In the Initial Investigation Phase

This is the first stage of the adoption process. In this stage the families are potentially mourning the loss of the family they thought they would have, working through it, getting excited for adoption and then investigating what type of adoption is right for them. Be a sounding board, but do not tell them what they should do. It doesn’t matter if you have never been in the adoption community, have a cousin that was adopted or have adopted 20 children yourself. Everyone’s path to their child is their own. Remember if your family member or friend is considering adoption there is a chance they have already gone through other avenues of forming their family. Do not ask them why they don’t want their “own biological kids” and do not ask them about the path that lead them there. Celebrate this new journey with them, while offering your unwavering support and love.

In the Home Study Phase

In this phase mountains of paperwork are being completed, as well as trainings and home visits. Additionally preferences are examined and the profile book is being created. Support them in their paperwork. Ask them if there is anything you can help provide. That could mean sharing pictures with them for their profile book or potentially a reference letter. It could mean proofreading their language in their applications or just simply having a glass wine to celebrate when everything is complete. Show you are ready and willing to help but always let them come to you when they are ready to ask for that help.

In the Active Waiting/Matching Phase

This is the hardest, longest, and scariest phase of the adoption process. In this phase all of the paperwork has been completed, the profile books are out there ready to be presented and the adoptive families just have to wait to be chosen. They are constantly asking themselves the questions “will we ever become parents” and “when we will get that call telling us we were chosen or that the child is already here”. They do not also need to hear those questions from you. If they come to you for a shoulder to cry on because the wait is unbearably long, be that shoulder. There are so many disappointments that can happen during this phase. They could be presenting with 10 other families and not be chosen or they could be chosen and that birth family decide to parent. But also so much joy, when they are chosen, when they meet the expectant family for the first time, or see an ultrasound picture. As soon as they feel comfortable with telling their people, you will know. Let them come to you with updates about this time. When they are ready to confide in you rejoice with them and offer to help in whatever way they feel comfortable.

Activity: Continue the guide on supporting a family member or friend through adoption, picking up after its last sentence.

Given data:
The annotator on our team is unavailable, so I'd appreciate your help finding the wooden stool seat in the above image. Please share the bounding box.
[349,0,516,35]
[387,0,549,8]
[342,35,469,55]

Answer section:
In the Placement Phase

This phase of the adoption process includes the adoptive family meeting their child, and possibly the birth family, for the first time. It is a beautiful, happy, but also sorrowful time. Do not ask private questions about the birth family. Do not ask why they are placing, that is not information necessary for you to have. If your family member wants to discuss the situation with you to get your feedback, then and only then can you know this child’s story. If they do not want to discuss it with you, just ask them what they need. Maybe you could set up a little sip and see baby shower, or a meal train for the new family when they arrive home.

In the Raising of the Child Phase

Simply put, this child is now a part of your family or fr-amily. Treat them as such. If you know their story, keep it to yourself. That is the child’s story to tell who they please. If they come to you asking about their adoption, you simply say “your first family loved you so much they wanted to give you a life they couldn’t provide at the time and so they chose your parents and we are so grateful”. Any other questions need to be addressed by the parents. 

All in all remember the three ways to support: open heart, open mind, and no judgment. Thank you for taking the time to read this. It shows your love of your friend or family member that is navigating this journey. They will be ever grateful and always remember your support in this time.

*The sentiments and policies expressed in this blog represent Cradle of Life Staff and/or Clients and do not necessarily reflect the sentiments or policies of all adoption agencies.